SHORT TASK => Convert the part of the records that opens with the line containing "indicate the snow-capped" and closes with the line containing "column 851, row 185" into a two-column CSV with the columns input and output. Give one row per record, with its text and its answer each as a single quoted field and line breaks replaced by spaces.

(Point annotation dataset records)
* begin *
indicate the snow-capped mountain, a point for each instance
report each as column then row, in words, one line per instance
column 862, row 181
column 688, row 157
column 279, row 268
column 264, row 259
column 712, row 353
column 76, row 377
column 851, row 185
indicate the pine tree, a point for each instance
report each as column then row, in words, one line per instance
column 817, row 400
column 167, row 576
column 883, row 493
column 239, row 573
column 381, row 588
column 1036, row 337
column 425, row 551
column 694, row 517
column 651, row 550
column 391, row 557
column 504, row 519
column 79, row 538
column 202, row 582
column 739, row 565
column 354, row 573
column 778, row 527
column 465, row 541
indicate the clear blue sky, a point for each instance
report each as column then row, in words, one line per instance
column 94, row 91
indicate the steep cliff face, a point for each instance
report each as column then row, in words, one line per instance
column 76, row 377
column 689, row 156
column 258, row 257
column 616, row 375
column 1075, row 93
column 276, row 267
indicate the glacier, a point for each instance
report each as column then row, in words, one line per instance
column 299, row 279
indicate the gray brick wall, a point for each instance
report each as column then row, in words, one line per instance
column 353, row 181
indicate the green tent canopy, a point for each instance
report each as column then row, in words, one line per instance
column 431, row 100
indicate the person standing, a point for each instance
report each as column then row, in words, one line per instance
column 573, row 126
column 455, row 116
* end *
* begin *
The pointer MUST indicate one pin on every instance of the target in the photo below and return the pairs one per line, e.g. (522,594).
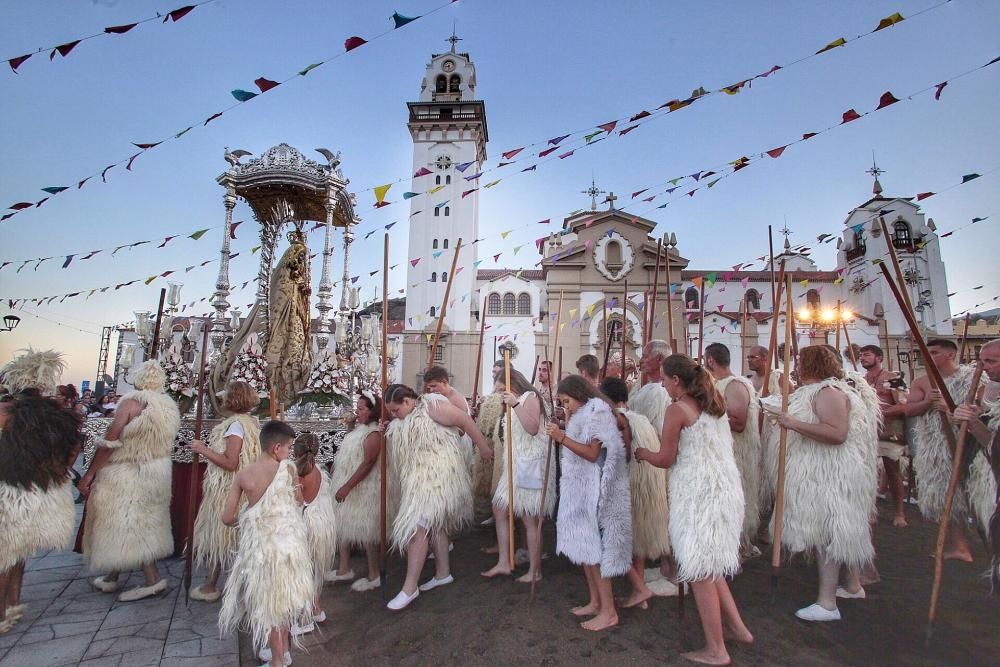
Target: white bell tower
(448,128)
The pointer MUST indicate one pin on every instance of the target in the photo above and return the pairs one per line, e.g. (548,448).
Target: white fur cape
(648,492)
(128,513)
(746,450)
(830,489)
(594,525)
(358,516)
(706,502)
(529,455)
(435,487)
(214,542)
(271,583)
* end *
* begin *
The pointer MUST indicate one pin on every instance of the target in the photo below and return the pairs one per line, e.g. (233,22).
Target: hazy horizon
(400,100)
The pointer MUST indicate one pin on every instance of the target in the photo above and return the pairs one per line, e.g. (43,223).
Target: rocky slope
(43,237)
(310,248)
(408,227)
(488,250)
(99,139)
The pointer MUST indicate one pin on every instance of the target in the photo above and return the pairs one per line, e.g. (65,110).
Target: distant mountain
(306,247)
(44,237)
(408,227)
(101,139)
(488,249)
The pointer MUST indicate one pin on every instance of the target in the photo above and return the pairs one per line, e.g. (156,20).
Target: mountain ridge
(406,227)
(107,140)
* end *
WRITTEN ANSWER =>
input,output
"indicate the snow-capped mountain, a point for each instance report each as column then row, in words, one line per instance","column 862, row 181 column 688, row 157 column 279, row 268 column 264, row 259 column 712, row 353 column 76, row 377 column 851, row 185"